JOB 1:
Answer these questions about the blog post on the thirty-day challenge:
(a) How many friends is the family joining in the challenge?
(b) What snack options does everyone now know they have?
(c) After reading a chapter together, what did each person do?
** start of QUOTED TEXT **
Sunday, August 03, 2014

LommoY: Thirty Day Challenge

Our family has accepted a challenge for the month of August.
"Less of me, more of You."
We are joining more than 30 of our friends who have agreed to the following daily routine:

30 minutes studying the Bible,
30 minutes exercising, and choosing to only eat from a list of 
30 whole foods ... for
30 days.

This was day 3 of 30 ... 10% is in the books!

I love the accountability for the exercise. Seven-year-olds can be relentless.

I am amazed at how easy it was to gather most of my kids around to "do our Bible reading together". Some wanted to switch to "30 verses" or a "whole" chapter ...because both options could be quickened and rushed through. Once I established that we would be spending 30 minutes, the atmosphere relaxed. We read a chapter, then each journaled for a minute or two. Then we moved on to the next chapter- taking turns reading aloud. We won't always be able to do that, but that sweet gathering was good for my soul. 

I am not thrilled with how much prep-work and actual "cooking" is involved in eating whole foods. It takes time. And planning. And patience. Everyone is adjusting now ... they know snack options are chopped veggies with hummus or apple slices. And I think we all feel better drinking only water. (I have coffee listed as one of my foods, and it's not nearly as lovable without sugar, but I like the treat in temperature and taste once per morning.)

Now, the LIST ...
** end of QUOTED TEXT **
JOB 2:
Write out the records again, starting at the line that contains "Could you please locate the athlete's bent" and ending at the end of the records. Keep the requests, and shift every number in the answer coordinates up by 87.
** start of RECORDS FOR PROCESSING **
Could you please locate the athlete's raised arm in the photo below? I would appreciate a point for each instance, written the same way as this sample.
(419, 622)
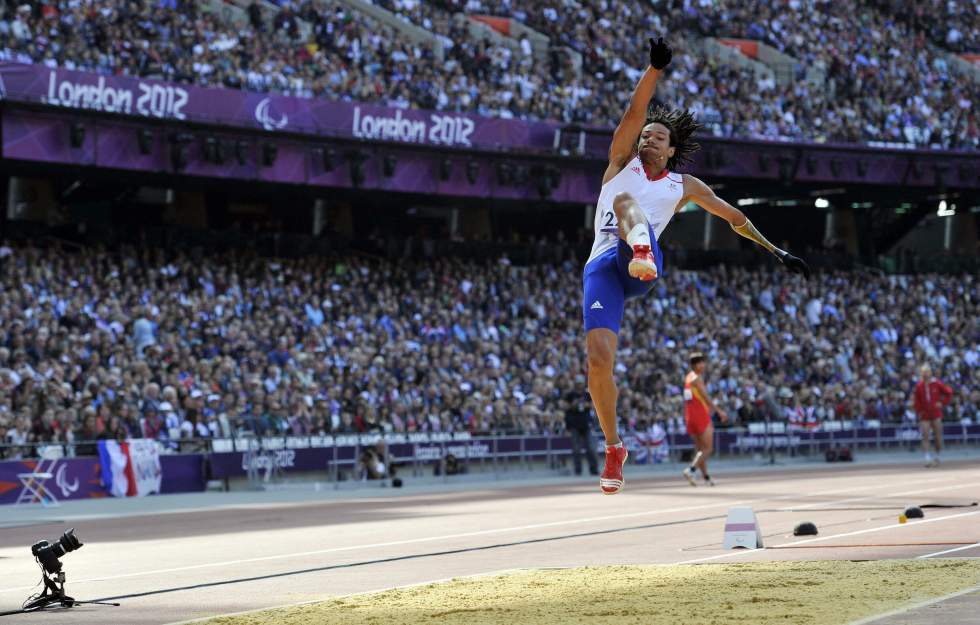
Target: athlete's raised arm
(712, 406)
(702, 195)
(628, 131)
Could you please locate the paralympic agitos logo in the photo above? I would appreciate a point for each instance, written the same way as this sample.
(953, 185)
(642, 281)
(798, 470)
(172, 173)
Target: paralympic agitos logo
(266, 118)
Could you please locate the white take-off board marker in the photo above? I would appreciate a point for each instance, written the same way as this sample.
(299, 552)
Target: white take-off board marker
(742, 529)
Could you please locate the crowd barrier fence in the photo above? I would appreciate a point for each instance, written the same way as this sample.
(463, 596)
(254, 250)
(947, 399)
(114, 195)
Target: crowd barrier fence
(340, 459)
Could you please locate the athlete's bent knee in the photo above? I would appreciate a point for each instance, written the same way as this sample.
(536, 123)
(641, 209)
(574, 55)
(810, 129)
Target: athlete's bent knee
(600, 356)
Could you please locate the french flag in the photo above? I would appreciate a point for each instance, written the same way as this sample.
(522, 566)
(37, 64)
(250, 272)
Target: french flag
(130, 468)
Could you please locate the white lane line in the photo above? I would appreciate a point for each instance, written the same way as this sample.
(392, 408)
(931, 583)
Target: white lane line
(944, 552)
(870, 530)
(500, 530)
(915, 606)
(816, 506)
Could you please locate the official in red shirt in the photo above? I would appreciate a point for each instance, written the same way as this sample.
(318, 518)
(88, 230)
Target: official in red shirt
(928, 399)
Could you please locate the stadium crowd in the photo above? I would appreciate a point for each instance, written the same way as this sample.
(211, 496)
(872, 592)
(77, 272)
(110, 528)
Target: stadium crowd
(884, 80)
(170, 345)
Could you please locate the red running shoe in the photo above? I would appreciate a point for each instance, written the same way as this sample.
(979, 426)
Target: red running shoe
** end of RECORDS FOR PROCESSING **
PROBLEM SOLUTION 1:
(a) More than 30.
(b) Chopped veggies with hummus, or apple slices.
(c) Each person journaled for a minute or two.

PROBLEM SOLUTION 2:
Could you please locate the athlete's bent knee in the photo above? I would appreciate a point for each instance, written the same way as this sample.
(536, 123)
(641, 209)
(574, 55)
(810, 129)
Target: athlete's bent knee
(687, 443)
Could you please locate the french flag in the photo above? I would appreciate a point for each instance, written the same way as this sample.
(522, 566)
(37, 64)
(250, 272)
Target: french flag
(217, 555)
Could you please locate the white lane line in the photo above? I would appreciate a point for each instance, written the same way as this sample.
(392, 408)
(931, 583)
Target: white lane line
(1031, 639)
(957, 617)
(587, 617)
(1002, 693)
(903, 593)
Could you please locate the official in red shirt in the photo above? I would appreciate a point for each instance, written the same way as this sample.
(318, 518)
(88, 230)
Target: official in red shirt
(1015, 486)
Could you please locate the stadium crowd in the photo above? I would appreciate a point for each instance, written the same way as this sample.
(211, 496)
(872, 592)
(77, 272)
(110, 528)
Target: stadium crowd
(971, 167)
(257, 432)
Could you please locate the red running shoe in the photo above? I would appreciate a point for each instance, written the same way as this sample.
(979, 426)
Target: red running shoe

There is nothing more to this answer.